▸ SET EXERCISE
From the text on OCC vendor management, list every action that vendor management is said to consist of with respect to third-party risks.

▸ TEXT TO READ

-=-=-=-=-

Update June 13, 2023: The OCC, FDIC and Federal Reserve released the Interagency Guidance on Third-Party Relationships in June 2023, replacing previous guidance.

We break down the new guidance in this blog post.

 

Third-party risk is a hot button issue for regulators. When a financial institution (FI) outsources an activity to an outside vendor, it can introduce all kinds of risk. Vendor management is all about identifying, measuring, monitoring and controlling those risks. Understanding OCC vendor management will keep regulators and your board happy.

Different regulators use different terms to talk about vendor management. While they all ultimately have the same goal, they go about it in different ways. Today we’re looking at the OCC’s approach to vendor management to better understand what the agency really wants from FIs.

The OCC views the failure to “engage in a robust analytics process” for vendor management as potentially “an unsafe and unsound banking practice,” according to OCC Bulletin 2013-29 – Third Party Relationships. Naturally risk-averse, the agency wants to ensure banks are aware of the amount of risk they are taking on and have processes to manage those risks commensurate with their size and complexity.

-=-=-=-=-

▸ DATA LINES
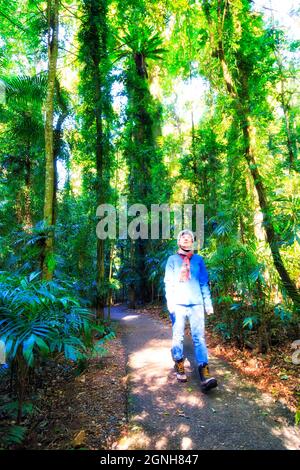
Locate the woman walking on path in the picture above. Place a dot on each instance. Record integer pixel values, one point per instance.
(187, 295)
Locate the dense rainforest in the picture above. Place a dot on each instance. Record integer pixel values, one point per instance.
(148, 102)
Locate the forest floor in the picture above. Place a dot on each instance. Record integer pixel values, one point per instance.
(130, 399)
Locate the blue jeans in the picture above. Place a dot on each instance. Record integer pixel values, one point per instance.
(195, 314)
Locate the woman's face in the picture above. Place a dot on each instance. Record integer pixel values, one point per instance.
(186, 241)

-=-=-=-=-

▸ OUTPUT OF THE TASK
- Identifying
- Measuring
- Monitoring
- Controlling